■ What is required
Reproduce the material from its first line through the line containing "314 209 L 314", both included, shifting every coordinate in the answer outlines by adding 104 and leaving the requests and their format samples unchanged. Leave the pictures out.

•••••

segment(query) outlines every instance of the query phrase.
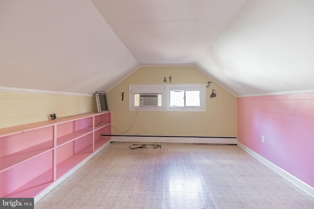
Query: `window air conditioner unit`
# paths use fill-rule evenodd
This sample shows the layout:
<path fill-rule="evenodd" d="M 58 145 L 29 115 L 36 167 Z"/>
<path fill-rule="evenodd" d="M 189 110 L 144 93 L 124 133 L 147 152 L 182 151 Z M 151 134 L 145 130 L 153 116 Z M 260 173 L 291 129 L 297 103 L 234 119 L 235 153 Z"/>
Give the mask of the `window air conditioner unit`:
<path fill-rule="evenodd" d="M 139 106 L 158 106 L 158 94 L 140 94 Z"/>

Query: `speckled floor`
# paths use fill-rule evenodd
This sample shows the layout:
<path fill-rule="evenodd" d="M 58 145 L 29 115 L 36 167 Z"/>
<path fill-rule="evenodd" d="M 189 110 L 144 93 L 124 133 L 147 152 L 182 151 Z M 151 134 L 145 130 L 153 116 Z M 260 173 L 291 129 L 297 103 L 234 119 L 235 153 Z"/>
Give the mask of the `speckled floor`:
<path fill-rule="evenodd" d="M 314 209 L 314 197 L 236 145 L 110 143 L 35 209 Z"/>

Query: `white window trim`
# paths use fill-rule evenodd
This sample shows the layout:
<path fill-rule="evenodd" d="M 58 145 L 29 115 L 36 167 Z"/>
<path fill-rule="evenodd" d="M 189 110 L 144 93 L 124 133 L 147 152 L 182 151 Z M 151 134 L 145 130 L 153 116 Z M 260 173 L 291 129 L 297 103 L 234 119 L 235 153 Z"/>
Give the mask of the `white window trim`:
<path fill-rule="evenodd" d="M 205 84 L 130 85 L 129 86 L 129 111 L 205 112 L 206 110 Z M 200 91 L 199 107 L 170 107 L 170 90 Z M 134 94 L 157 93 L 162 95 L 161 107 L 134 106 Z"/>

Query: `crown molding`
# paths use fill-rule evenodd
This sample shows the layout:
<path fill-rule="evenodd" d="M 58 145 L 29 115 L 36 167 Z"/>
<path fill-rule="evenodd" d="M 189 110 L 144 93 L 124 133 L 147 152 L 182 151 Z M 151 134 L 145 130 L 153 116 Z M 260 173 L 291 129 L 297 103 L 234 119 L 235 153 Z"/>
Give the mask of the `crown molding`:
<path fill-rule="evenodd" d="M 80 96 L 93 97 L 93 94 L 73 93 L 69 92 L 56 92 L 53 91 L 41 90 L 38 89 L 24 89 L 14 87 L 0 87 L 0 92 L 15 93 L 38 93 L 41 94 L 63 95 L 67 96 Z"/>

•••••

■ Correct response
segment(query) outlines every instance of the query phrase.
Query: `window air conditioner unit`
# paths use fill-rule evenodd
This sample shows the layout:
<path fill-rule="evenodd" d="M 58 145 L 29 115 L 36 167 Z"/>
<path fill-rule="evenodd" d="M 189 110 L 144 93 L 124 133 L 147 152 L 182 151 Z M 151 134 L 145 130 L 153 116 Z M 260 173 L 291 129 L 297 103 L 234 119 L 235 153 Z"/>
Give the mask of the `window air conditioner unit`:
<path fill-rule="evenodd" d="M 243 210 L 262 210 L 262 198 L 244 198 Z"/>

Query: `speckled floor`
# paths use fill-rule evenodd
This sample shows the layout:
<path fill-rule="evenodd" d="M 58 145 L 29 115 L 36 167 Z"/>
<path fill-rule="evenodd" d="M 189 110 L 144 93 L 124 133 L 147 152 L 182 151 Z M 151 134 L 145 130 L 153 116 Z M 260 173 L 291 129 L 297 103 L 234 119 L 235 153 Z"/>
Give the mask of the `speckled floor`:
<path fill-rule="evenodd" d="M 418 313 L 418 301 L 340 249 L 214 247 L 139 313 Z"/>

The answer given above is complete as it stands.